▶ _PROMPT_
Determine how many lines of the material hold the string "roof" and reply with only that number.

▶ _DATA FOR THE TASK_
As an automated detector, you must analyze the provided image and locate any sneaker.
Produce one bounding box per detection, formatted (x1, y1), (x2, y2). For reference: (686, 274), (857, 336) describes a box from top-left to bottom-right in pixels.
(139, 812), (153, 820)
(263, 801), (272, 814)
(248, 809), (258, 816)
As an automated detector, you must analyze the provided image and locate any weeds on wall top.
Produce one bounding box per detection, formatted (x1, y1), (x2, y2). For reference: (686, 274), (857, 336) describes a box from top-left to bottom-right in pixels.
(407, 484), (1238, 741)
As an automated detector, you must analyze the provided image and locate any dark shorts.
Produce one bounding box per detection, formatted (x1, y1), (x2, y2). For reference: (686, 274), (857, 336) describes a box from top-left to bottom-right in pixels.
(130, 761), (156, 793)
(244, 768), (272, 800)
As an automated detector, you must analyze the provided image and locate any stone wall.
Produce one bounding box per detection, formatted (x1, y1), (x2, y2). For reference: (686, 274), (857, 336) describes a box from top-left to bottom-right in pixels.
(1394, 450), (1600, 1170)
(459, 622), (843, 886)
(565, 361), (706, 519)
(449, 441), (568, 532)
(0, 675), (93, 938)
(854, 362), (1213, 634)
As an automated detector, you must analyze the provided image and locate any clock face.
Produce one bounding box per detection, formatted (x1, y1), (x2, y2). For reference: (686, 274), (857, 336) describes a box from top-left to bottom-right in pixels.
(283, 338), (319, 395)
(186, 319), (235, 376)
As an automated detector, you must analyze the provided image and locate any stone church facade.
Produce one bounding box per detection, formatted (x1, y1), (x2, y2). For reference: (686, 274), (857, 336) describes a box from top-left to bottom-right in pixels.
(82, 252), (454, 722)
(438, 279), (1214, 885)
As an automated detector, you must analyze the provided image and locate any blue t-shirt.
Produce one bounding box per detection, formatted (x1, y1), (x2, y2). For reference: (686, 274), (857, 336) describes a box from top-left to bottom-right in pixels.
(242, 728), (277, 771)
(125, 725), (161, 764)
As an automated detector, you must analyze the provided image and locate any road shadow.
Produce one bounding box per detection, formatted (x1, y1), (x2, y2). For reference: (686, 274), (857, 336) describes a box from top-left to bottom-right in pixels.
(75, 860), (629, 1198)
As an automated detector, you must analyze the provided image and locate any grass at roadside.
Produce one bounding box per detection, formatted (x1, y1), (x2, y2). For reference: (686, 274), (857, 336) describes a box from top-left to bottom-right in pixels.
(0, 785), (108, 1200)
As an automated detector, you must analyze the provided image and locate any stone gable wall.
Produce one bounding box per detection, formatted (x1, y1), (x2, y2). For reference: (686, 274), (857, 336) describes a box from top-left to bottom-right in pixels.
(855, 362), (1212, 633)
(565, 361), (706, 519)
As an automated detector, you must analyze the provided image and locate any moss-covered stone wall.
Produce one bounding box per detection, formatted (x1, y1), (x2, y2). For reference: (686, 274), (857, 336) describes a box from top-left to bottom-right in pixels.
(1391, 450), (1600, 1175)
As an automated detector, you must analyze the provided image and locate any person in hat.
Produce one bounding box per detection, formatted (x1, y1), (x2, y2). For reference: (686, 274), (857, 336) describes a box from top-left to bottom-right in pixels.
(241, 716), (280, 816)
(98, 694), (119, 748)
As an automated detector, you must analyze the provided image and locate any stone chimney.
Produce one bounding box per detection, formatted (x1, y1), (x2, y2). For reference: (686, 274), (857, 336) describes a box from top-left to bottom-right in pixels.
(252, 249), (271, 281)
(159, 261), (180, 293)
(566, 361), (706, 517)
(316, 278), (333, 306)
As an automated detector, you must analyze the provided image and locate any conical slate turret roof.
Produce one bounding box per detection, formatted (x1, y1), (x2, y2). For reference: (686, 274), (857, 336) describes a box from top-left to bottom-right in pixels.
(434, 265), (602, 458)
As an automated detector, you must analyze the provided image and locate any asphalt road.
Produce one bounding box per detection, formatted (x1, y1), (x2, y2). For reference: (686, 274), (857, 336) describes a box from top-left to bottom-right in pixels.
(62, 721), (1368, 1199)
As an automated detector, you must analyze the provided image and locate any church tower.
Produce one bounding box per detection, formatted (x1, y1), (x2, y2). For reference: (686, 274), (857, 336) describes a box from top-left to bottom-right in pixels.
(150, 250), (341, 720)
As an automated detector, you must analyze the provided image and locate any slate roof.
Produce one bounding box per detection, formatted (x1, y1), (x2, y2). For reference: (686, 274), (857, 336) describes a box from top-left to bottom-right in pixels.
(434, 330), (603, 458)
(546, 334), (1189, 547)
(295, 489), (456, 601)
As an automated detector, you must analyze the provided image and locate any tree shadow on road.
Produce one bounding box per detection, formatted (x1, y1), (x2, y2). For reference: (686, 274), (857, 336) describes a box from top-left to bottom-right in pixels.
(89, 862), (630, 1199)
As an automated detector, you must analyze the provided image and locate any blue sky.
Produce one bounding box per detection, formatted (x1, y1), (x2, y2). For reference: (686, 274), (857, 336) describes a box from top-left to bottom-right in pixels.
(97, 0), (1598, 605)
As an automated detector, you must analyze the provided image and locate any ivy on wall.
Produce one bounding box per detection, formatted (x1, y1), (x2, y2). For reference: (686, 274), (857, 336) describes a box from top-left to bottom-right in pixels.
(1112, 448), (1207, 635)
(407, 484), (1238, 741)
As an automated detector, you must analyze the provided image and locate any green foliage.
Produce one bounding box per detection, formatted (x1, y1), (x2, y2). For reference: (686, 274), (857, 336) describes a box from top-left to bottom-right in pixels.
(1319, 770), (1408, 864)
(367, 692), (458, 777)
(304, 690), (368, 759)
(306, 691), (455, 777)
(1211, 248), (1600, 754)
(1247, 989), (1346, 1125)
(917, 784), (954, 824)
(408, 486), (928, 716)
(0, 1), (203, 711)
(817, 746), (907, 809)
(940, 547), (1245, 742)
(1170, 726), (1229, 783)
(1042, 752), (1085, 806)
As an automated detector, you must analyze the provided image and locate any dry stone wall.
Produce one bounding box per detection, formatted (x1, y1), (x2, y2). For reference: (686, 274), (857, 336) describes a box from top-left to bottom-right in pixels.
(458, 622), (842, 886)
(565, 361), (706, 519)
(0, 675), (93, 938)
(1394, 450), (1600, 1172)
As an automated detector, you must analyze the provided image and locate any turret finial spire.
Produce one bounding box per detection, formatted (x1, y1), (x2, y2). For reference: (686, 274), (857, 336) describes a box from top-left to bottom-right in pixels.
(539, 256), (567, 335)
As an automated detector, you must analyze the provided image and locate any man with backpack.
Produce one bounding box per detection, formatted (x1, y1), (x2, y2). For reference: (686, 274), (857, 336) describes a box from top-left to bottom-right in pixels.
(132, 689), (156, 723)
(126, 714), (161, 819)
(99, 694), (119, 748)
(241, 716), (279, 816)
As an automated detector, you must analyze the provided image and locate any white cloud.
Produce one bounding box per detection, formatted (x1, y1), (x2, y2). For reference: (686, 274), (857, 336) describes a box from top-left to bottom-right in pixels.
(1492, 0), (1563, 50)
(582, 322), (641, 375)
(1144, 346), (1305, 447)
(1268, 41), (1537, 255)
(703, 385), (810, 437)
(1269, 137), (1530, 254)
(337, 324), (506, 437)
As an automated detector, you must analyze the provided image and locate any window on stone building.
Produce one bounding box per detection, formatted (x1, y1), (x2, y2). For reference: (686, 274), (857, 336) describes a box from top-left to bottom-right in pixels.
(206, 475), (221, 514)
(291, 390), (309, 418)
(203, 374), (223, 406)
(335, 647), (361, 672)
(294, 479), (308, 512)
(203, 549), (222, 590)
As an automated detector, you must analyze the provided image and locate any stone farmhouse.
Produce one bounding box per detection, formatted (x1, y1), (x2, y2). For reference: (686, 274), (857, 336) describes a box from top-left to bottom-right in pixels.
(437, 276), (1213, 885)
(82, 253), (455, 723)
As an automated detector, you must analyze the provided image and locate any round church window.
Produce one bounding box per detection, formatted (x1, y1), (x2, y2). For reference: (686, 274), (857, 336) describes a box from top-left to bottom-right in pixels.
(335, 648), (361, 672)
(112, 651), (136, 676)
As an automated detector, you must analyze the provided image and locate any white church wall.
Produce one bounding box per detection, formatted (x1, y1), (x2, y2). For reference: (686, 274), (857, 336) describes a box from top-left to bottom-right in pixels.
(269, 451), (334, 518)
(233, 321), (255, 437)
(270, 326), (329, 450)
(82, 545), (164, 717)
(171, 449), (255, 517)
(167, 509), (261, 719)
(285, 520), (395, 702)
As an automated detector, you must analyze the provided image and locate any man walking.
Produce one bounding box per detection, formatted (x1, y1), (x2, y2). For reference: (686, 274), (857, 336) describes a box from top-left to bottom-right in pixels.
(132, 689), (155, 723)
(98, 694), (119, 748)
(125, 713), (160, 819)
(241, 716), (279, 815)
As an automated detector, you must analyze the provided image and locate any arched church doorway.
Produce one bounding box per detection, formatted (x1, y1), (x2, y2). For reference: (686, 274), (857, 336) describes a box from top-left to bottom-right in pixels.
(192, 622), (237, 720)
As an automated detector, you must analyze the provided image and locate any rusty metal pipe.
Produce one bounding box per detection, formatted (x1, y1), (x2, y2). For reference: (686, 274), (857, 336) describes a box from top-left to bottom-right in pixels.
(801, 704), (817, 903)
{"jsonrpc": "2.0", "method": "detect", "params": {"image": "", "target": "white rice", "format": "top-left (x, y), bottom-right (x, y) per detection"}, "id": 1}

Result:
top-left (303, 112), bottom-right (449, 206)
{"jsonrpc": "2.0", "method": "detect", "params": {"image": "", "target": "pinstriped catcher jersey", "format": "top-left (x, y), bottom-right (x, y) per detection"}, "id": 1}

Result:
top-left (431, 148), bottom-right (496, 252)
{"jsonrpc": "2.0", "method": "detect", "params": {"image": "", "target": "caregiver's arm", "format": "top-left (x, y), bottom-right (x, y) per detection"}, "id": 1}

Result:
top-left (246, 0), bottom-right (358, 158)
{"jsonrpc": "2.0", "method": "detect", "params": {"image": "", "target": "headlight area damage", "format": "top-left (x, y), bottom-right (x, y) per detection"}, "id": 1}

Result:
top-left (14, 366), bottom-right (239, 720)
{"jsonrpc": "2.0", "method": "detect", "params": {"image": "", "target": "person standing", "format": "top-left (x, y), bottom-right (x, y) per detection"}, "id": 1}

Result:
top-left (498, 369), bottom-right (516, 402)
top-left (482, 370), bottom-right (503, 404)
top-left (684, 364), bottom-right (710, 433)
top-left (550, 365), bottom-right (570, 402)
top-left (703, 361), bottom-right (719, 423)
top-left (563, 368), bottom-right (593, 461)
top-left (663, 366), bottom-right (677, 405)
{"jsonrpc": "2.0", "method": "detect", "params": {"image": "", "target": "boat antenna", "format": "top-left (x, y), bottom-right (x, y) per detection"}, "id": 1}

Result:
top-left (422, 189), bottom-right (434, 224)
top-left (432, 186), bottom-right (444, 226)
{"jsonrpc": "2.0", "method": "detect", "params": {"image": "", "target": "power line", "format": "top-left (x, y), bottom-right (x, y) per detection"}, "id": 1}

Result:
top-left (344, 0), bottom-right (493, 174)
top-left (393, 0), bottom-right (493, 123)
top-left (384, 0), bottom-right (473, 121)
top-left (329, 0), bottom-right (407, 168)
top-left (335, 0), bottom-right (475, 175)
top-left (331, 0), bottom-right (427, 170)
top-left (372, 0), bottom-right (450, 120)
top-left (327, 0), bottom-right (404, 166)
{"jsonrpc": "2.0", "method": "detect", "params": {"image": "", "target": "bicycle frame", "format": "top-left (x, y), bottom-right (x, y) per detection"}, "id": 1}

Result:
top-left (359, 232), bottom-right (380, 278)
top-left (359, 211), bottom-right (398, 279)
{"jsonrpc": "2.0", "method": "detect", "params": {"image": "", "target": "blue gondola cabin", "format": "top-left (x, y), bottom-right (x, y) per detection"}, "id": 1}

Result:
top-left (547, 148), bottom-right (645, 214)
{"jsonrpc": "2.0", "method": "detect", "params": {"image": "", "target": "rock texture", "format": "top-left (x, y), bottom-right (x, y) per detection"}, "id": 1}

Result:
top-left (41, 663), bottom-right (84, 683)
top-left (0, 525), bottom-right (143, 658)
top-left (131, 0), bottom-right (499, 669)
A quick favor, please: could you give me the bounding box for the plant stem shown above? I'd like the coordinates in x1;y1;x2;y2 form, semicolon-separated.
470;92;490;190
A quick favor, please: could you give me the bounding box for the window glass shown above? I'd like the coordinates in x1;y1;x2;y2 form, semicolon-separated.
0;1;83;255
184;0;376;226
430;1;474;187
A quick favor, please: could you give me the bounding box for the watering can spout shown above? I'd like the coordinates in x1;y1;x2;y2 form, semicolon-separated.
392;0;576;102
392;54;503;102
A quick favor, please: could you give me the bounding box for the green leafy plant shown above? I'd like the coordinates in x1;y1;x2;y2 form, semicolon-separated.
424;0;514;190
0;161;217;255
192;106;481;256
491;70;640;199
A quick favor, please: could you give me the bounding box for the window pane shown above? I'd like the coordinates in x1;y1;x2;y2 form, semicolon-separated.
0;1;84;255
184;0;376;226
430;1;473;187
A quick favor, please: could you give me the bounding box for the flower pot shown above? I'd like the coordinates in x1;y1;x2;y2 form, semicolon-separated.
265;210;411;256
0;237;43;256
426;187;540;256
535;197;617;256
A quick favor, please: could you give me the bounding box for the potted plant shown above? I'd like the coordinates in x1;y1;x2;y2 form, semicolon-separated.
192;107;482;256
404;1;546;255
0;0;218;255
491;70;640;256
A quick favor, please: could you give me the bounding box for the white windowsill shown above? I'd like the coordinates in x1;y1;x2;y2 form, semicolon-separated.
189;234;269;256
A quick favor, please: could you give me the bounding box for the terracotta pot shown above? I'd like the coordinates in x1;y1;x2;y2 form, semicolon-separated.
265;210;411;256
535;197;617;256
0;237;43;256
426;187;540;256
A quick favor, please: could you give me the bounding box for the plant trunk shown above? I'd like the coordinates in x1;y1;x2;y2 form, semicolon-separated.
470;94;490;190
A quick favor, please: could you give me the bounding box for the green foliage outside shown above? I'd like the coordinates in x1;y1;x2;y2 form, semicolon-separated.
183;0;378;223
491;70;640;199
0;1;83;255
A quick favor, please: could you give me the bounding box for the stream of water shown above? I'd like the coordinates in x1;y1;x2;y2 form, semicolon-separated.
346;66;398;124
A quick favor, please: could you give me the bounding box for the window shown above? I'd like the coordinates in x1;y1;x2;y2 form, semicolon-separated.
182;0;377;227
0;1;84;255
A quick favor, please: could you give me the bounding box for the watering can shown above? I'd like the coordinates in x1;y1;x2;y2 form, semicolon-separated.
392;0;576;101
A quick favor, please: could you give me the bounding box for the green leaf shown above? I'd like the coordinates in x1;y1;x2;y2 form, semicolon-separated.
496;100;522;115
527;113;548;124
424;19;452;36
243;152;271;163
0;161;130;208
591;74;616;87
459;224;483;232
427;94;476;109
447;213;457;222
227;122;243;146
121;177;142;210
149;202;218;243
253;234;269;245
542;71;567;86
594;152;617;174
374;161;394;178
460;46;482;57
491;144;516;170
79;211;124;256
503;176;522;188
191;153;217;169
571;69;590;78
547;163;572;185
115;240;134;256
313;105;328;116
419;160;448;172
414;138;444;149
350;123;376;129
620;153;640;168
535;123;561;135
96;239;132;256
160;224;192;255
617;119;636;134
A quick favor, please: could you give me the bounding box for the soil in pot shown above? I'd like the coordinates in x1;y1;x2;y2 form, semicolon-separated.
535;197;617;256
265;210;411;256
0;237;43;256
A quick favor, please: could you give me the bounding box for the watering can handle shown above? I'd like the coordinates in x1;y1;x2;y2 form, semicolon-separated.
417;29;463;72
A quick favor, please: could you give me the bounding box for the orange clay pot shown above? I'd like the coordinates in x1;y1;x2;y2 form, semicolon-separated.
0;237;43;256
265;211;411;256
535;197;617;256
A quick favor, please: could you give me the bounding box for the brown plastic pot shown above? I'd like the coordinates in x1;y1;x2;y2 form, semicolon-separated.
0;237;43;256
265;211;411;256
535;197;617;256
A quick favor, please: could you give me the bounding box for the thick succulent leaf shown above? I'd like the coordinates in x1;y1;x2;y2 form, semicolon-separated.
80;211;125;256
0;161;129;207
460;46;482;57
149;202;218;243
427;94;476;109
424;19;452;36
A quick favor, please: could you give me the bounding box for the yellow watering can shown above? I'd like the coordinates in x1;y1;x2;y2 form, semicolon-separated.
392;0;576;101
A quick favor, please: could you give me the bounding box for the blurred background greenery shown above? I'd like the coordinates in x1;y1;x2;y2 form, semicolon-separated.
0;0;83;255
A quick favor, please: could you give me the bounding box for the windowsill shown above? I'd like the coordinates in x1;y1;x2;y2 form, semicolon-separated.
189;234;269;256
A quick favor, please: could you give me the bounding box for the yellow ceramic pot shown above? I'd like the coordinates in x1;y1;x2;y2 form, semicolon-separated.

▶ _SOLUTION TO THIS EXERCISE_
2